Do this:
Carry on the passage about Albania and Greece in the years around World War II, picking up right after its last sentence.

Passage shown:
▽
Albania exists. Not for long. Italy would eat it in 1939 so Mussolini can say he's a mighty conqueror and use it as a launchpad to invade Greece, and fail. Hitler has to bail him out, and the hard fighting in Greece against the highly motivated Hellenes would delay the invasion of the Soviet Union, perhaps dooming the whole operation and saving the world. At least, that's what the Greeks say. Churchill said that "Greeks don't fight like heroes, heroes fight like Greeks," and he's probably right; Greek troops at one point destroyed an entire elite Italian Alpini division. Not defeated, not pushed back, destroyed. But of course, elite in the Italian context might just mean a division where everyone is equipped with shoes. Italian divisions on average were smaller than their German counterparts and had 10% of the firepower, and even then their industry consistently failed to keep pace with war needs. But that's for another blog post/rant.

Greece exists. They got some land back, if you look back to the early 1800's when they didn't even exist, or in 1910 when they hardly owned half the peninsula. Then Mussolini and Hitler make Greece stop existing along with Yugoslavia in 1941. And one of the biggest airborne attacks of the war occurs in Greece when Hitler attacks Crete in Operation Mercurcy using 20,000 Fallschirmjager. Unfortunately for paratrooper fans, pretty much every airborne attack of notable size in WWII is too costly to be encouraging. That's why we use helicopters now, for the most part.
△
Information given:
▽
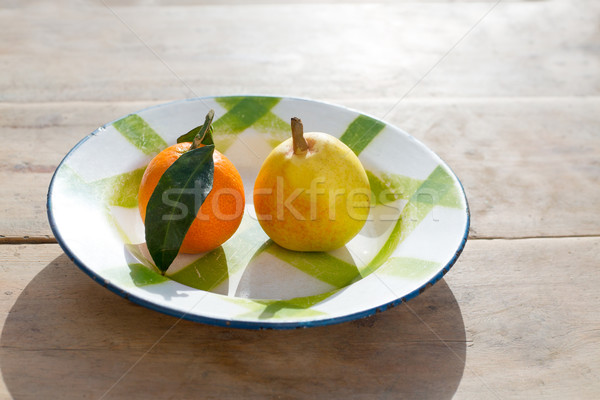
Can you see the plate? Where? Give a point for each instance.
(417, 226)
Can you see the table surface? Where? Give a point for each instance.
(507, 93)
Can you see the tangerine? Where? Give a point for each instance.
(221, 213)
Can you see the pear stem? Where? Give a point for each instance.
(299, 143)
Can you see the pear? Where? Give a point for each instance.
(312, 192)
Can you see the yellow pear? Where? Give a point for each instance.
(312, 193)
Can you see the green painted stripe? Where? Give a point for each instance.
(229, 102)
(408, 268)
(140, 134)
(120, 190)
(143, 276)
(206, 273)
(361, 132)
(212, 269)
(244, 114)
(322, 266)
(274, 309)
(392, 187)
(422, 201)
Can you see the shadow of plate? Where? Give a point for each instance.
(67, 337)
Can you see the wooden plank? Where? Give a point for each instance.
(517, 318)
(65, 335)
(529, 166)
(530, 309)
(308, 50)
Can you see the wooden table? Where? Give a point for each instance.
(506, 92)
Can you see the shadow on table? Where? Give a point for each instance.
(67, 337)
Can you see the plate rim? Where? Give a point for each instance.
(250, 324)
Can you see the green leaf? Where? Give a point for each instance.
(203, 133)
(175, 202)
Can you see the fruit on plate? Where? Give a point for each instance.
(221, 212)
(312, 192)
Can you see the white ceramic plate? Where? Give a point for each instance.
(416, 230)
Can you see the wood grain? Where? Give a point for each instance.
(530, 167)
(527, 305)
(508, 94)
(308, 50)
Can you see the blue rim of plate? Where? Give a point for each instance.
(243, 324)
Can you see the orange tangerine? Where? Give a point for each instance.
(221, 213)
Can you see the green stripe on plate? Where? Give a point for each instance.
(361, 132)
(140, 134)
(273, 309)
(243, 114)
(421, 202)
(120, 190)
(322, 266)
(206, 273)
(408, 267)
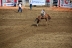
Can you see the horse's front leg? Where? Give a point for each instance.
△
▽
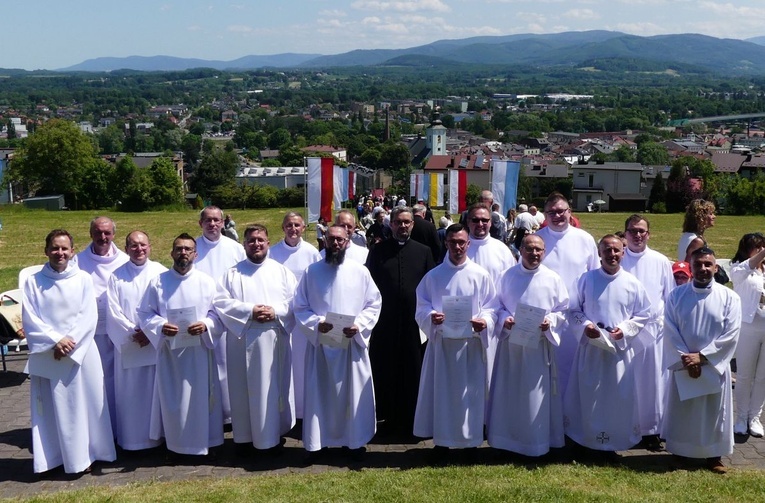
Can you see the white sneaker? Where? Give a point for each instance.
△
▽
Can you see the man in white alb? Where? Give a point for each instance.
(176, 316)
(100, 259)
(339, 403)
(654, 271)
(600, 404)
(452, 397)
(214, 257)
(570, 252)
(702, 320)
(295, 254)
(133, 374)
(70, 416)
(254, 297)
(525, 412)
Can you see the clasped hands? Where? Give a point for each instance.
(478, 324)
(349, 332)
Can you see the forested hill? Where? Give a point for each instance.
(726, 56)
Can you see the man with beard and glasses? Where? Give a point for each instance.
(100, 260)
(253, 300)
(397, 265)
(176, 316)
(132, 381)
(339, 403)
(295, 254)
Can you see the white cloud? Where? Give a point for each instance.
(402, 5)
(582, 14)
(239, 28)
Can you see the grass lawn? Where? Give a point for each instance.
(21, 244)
△
Reply:
Romania is looking a lot bigger! They got a ton of land after they were squashed in WWI because hey, we figured they should get credit for trying. A lot of this land came from Trianon, so Hitler had to work hard to get them and the Hungarians to play well during the war. Romania also has a ton of oil, something that Hitler really appreciated. A lot of complicated politics happened before and during WWII which caused Romania to cast their lot with the Axis, primarily to get back Bessarabia from the Soviets (which they had bullied Romania into surrendering to them). In a terrible and shallow summary, a guy named Ion Antonescu was part of the Romanian cabinet but came into conflict with King Carol II. He survived that affair, had his own "legionary" faction allied with the Iron Guard, slithered his way to becoming general head of government, crushed the Iron Guard, shoved out Carol II and let in Mihai, and became pals with Hitler. Then he killed almost half a million innocents a la the Holocaust. Fortunately for Romania, the Soviets were about to bust into the country in 1944, and a coup led by the outrageously handsome Mihai and many of Antonescu's opponents caused Romania to turn to the Allies (or Comintern, really).


In studying history I have developed little crushes and man-crushes on attractive or daring figures. I present Mihai, the man who trumps all.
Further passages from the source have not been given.